[PASSAGE PROVIDED]:
Owen’s parents Steve and Sharron Rooney, along with his three siblings, have searched the remote towns and villages in British Columbia and continue to work alongside Canadian detectives in the hope of finding clues that point to his whereabouts.
Sharron told the Times the thick bushland and closed towns in the region made searching difficult.
Two years on, she hopes posters of Owen placed at music festivals and on noticeboards in the region this month, will lead to something.
“There are a lot of transients that travel through the area fruit picking when the music festivals are on,” Sharron said.
“Maybe someone will return that saw Owen two years ago or knows what happened to him.”
She said a recent news story about a missing person contacting his family 25 years after his disappearance has given the family hope.
“You just never know,” she said.
The family is also using social media, including Facebook, Twitter and a website dedicated to Owen’s disappearance, to keep people informed and to get the word out.
Sharron has requested that anyone travelling to Canada and the United States print posters of Owen off the website and put them up where they can.
She continues to ask people to email friends living in North America to “keep the word out there”.

[EXERCISE TASKS]:
1 – List the online channels that the article about the search for Owen Rooney says his family is using to keep people informed.
2 – Write what would come next in the article about the search for Owen Rooney, starting after its final sentence.
The material that comes next has no connection to the article about the search for Owen Rooney.

[DATASET RECORDS]:

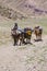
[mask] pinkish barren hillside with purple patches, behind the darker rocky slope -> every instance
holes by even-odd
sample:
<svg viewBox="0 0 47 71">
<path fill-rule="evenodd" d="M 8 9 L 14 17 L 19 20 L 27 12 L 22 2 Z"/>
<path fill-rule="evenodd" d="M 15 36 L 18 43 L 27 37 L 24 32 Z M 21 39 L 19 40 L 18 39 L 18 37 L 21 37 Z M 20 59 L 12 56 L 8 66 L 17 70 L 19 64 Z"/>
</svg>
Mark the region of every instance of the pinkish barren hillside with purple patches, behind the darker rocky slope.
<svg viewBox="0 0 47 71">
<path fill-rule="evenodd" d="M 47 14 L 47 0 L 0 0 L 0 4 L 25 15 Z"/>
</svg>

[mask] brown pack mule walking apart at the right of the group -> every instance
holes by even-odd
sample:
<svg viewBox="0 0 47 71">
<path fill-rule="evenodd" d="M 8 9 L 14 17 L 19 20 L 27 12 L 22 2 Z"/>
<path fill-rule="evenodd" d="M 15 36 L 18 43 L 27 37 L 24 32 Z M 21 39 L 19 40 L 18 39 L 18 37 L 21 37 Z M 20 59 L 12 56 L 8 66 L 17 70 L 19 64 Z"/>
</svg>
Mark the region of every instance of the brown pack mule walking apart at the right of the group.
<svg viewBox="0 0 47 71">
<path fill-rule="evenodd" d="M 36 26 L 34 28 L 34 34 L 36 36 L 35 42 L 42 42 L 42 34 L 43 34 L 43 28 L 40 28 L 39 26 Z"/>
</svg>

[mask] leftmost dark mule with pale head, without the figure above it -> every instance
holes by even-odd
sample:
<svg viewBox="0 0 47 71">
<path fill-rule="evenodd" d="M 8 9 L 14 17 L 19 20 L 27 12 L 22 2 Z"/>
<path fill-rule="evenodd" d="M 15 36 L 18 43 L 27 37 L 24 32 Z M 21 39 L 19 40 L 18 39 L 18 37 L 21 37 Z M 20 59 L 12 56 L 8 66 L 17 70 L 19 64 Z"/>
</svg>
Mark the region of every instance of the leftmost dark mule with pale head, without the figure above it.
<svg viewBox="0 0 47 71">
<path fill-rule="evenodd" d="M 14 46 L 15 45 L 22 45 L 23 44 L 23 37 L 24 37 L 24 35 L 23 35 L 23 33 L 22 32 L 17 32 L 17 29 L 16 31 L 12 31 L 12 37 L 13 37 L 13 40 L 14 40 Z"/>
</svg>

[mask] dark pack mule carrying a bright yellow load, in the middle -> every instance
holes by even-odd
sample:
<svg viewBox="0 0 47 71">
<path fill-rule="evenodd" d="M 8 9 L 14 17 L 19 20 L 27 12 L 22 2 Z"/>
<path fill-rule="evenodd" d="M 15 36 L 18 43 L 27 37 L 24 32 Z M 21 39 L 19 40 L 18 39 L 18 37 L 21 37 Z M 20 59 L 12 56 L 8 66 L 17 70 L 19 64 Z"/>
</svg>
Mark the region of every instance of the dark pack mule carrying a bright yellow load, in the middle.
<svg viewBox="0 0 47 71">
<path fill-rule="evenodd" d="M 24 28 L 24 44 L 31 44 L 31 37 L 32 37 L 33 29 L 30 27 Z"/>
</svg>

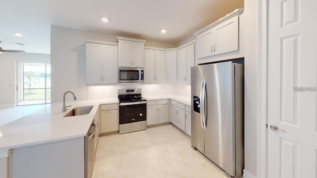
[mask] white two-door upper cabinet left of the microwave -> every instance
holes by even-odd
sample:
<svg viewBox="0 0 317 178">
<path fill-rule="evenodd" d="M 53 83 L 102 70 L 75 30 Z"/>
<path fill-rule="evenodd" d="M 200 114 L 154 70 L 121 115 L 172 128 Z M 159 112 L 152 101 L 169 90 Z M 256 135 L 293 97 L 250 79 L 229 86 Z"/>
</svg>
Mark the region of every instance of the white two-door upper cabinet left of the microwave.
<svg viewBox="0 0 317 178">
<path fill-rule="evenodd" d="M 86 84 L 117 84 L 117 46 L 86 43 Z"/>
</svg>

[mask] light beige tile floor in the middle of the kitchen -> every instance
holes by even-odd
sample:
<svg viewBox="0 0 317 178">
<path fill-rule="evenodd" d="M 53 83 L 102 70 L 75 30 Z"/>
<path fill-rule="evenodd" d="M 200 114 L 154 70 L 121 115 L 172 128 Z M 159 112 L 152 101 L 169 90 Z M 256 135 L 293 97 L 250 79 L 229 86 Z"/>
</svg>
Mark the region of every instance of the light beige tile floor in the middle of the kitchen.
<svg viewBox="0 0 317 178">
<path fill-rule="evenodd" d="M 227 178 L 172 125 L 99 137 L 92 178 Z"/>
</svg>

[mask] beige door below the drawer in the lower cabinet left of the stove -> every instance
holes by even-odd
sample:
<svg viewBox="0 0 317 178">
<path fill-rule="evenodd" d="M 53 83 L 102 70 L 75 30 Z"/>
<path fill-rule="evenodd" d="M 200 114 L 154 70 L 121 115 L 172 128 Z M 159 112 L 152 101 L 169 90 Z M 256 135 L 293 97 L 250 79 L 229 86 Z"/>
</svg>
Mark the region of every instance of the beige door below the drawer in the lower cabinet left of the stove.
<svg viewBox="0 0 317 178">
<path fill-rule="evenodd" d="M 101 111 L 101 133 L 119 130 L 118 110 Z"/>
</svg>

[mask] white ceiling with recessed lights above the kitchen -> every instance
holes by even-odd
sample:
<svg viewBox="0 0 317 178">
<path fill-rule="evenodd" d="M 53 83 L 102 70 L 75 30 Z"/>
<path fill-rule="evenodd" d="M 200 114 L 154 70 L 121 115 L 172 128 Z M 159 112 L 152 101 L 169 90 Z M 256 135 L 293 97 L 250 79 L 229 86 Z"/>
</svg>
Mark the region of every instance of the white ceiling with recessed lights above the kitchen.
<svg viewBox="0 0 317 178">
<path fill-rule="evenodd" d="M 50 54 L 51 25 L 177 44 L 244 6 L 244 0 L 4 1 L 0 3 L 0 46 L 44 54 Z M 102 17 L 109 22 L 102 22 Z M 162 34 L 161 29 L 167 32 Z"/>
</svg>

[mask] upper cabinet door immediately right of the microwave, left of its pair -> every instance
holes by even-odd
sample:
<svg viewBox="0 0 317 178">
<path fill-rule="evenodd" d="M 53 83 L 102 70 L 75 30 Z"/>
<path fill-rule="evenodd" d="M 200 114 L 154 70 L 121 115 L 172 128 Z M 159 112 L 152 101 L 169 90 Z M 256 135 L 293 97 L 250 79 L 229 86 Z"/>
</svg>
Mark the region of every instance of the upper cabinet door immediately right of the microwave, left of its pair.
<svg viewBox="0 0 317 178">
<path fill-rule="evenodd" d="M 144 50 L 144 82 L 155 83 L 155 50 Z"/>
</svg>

* * *

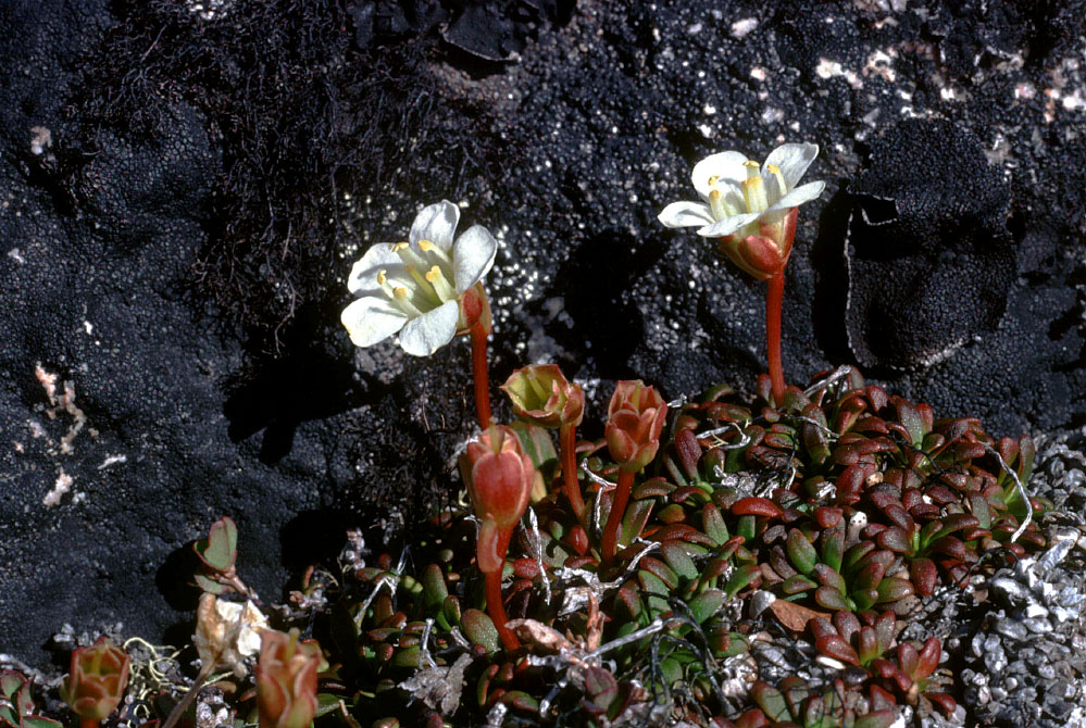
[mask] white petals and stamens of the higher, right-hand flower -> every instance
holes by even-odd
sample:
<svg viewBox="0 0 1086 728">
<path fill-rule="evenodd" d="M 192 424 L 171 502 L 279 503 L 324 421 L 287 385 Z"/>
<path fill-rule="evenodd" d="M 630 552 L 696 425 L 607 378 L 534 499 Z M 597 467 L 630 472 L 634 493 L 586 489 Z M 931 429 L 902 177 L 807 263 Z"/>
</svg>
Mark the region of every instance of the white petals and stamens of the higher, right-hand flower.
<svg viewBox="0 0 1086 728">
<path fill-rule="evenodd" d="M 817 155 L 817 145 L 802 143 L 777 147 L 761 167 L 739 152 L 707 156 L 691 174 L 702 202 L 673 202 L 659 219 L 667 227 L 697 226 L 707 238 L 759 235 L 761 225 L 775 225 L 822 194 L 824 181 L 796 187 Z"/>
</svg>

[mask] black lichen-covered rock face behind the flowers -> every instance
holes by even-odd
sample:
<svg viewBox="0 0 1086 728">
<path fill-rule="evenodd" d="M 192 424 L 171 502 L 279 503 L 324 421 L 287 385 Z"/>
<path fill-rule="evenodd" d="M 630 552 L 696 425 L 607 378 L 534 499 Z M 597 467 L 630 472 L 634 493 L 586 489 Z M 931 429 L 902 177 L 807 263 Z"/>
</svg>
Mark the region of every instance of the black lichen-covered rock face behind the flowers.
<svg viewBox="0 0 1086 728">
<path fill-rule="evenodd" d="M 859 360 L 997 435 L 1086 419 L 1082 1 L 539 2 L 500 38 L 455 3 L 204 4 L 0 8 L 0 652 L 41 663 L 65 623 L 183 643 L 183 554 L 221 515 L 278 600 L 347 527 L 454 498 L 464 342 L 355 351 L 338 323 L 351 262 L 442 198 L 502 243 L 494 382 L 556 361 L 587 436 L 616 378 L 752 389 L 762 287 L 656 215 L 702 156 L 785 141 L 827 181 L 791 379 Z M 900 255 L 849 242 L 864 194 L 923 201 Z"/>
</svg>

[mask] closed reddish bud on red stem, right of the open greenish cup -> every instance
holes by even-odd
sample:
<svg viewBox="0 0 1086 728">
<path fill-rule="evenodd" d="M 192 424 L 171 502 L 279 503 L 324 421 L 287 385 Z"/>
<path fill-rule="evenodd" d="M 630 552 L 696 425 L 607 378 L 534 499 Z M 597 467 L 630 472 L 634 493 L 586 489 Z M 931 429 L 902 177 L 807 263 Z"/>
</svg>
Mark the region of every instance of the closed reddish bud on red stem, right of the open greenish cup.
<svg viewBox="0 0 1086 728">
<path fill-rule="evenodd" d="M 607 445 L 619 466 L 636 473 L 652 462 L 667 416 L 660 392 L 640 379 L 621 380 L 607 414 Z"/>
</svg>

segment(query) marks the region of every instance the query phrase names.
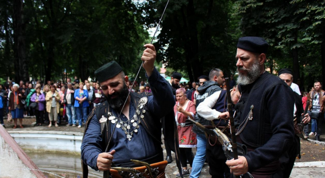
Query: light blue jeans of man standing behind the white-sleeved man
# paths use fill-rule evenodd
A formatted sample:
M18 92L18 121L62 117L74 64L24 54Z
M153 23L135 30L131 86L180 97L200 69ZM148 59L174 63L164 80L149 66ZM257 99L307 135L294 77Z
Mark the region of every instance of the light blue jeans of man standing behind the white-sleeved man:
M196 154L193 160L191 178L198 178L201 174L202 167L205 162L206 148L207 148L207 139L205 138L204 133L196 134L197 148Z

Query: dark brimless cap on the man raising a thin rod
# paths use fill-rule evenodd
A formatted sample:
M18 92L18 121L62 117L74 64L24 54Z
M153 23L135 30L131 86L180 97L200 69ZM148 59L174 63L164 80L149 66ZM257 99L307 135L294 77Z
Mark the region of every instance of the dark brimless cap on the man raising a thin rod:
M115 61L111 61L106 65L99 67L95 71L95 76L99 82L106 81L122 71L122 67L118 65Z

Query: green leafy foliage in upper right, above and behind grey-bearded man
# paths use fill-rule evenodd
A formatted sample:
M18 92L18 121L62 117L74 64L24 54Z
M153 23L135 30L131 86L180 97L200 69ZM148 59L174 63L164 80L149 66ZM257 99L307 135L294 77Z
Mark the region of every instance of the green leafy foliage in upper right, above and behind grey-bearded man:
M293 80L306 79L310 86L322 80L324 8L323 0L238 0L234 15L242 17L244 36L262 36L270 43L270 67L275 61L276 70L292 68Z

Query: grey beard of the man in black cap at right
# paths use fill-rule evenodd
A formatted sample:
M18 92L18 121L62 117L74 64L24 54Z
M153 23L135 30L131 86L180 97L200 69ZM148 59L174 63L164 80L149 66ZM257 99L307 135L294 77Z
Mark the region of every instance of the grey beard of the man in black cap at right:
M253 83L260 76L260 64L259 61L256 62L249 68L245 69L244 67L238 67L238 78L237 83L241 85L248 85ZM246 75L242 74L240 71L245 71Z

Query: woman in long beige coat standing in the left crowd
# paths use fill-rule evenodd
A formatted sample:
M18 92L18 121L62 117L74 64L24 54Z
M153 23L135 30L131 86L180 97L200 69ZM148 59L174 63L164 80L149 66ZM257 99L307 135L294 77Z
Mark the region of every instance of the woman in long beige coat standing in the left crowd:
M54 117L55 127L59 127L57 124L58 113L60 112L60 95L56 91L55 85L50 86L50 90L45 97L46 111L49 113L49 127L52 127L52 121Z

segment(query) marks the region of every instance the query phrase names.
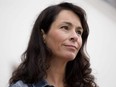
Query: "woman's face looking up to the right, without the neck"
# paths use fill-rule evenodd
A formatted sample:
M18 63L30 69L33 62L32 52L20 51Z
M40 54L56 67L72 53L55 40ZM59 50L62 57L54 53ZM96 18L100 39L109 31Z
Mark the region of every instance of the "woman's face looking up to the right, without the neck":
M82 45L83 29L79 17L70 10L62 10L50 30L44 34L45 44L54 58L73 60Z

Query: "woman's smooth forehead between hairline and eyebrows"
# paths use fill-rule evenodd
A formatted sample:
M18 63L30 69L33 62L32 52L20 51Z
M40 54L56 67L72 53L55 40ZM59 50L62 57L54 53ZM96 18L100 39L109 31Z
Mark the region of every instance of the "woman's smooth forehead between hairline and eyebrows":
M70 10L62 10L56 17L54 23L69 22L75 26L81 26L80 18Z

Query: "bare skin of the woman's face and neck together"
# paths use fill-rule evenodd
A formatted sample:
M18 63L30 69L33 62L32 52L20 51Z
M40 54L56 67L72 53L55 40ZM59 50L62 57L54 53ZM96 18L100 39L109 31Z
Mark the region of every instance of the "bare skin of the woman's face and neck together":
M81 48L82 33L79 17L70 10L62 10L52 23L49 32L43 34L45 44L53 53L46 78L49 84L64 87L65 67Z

--

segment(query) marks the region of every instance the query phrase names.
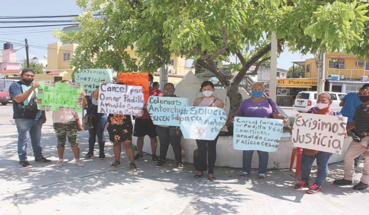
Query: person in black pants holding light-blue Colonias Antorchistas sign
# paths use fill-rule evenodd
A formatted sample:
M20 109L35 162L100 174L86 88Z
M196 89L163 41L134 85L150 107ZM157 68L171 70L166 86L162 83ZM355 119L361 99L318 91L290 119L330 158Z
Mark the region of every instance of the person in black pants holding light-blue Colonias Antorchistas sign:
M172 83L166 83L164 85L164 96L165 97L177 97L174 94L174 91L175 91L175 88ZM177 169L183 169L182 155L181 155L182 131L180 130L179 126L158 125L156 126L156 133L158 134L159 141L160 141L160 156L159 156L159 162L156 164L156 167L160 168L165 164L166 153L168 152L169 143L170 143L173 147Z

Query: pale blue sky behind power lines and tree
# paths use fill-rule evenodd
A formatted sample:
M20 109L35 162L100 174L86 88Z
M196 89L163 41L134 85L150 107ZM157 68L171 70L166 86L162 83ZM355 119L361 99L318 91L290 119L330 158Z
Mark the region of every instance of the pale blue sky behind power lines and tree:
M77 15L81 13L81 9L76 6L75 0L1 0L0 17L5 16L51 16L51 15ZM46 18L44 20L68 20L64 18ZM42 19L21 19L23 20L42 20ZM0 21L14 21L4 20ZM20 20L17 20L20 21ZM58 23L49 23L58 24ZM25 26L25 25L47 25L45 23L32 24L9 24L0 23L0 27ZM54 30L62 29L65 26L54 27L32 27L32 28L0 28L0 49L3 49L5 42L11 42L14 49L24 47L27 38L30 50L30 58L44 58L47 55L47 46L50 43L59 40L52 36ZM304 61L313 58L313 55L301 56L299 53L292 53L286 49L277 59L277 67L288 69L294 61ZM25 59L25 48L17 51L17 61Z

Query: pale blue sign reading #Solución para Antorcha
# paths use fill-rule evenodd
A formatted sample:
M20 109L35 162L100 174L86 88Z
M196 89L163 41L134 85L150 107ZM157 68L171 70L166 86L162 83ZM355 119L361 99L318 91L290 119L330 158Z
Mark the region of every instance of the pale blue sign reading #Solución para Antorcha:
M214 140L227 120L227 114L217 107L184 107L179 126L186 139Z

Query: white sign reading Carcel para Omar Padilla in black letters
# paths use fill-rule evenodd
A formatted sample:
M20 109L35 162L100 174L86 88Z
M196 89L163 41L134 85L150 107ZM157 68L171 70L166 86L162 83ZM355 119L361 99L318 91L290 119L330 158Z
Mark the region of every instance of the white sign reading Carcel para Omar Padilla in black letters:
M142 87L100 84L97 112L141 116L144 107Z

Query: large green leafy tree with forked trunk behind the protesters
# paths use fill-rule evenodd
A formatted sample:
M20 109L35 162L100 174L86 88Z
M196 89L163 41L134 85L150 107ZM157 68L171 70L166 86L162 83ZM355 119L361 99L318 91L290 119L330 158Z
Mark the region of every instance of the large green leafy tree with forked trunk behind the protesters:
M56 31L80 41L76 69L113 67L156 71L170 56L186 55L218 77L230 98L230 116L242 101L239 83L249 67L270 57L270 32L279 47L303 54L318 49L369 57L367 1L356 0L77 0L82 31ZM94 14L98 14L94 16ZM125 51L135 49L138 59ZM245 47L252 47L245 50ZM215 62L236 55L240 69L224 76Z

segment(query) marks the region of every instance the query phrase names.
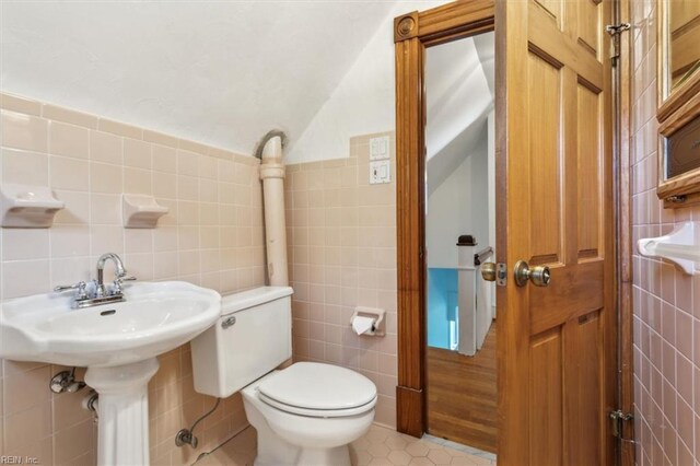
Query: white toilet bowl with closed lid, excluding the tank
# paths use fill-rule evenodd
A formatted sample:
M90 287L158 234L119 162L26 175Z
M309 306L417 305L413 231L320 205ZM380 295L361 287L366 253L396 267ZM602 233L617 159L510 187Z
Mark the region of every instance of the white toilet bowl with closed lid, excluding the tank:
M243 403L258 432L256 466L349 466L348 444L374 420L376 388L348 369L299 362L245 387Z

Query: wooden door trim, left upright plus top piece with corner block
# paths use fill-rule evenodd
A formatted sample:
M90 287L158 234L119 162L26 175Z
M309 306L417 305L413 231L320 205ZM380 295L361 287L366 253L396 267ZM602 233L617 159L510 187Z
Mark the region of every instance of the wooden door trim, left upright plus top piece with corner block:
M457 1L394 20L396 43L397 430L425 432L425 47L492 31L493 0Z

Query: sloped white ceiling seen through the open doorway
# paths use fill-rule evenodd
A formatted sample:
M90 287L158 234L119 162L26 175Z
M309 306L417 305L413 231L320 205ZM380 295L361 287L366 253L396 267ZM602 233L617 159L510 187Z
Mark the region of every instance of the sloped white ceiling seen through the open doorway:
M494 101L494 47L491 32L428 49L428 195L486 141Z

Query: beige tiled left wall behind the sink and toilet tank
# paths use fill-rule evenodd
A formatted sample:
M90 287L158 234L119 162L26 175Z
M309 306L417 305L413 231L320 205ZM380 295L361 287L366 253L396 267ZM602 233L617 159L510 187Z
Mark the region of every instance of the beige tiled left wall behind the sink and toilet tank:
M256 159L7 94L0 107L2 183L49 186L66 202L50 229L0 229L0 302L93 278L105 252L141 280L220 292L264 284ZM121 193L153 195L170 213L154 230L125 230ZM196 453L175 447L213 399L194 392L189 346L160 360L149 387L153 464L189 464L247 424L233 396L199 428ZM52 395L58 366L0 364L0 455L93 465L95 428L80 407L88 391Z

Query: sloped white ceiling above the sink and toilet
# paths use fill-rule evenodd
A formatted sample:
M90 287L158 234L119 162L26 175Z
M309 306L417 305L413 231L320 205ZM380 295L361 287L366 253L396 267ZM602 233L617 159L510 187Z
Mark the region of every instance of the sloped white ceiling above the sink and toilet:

[RESULTS IN ORDER]:
1 – Facebook, Twitter, and a website dedicated to Owen's disappearance.

2 –
“You don’t know where the information is going to come from or who is going to see the posters.
“With six degrees of separation, you just never know.”
Sharron said recent leads from a Canadian pilot that contacted police when he thought he saw an Australia passenger with tattoos like Owen’s, had come to an end after the man was tracked down.
She told the Times that the past two years have been “almost like a dream” and the family has been “working hard to stay on an even keel”.
“We are looking for Owen with the love of him, not the loss of him,” Sharron said.
“We will continue to live our lives and search, but the search has become part of our life, not our whole life.
“We’ll never forget Owen, or forget that we’re looking for him.”
She said the support base in Ulladulla has helped them get on with their lives and rebuild their businesses.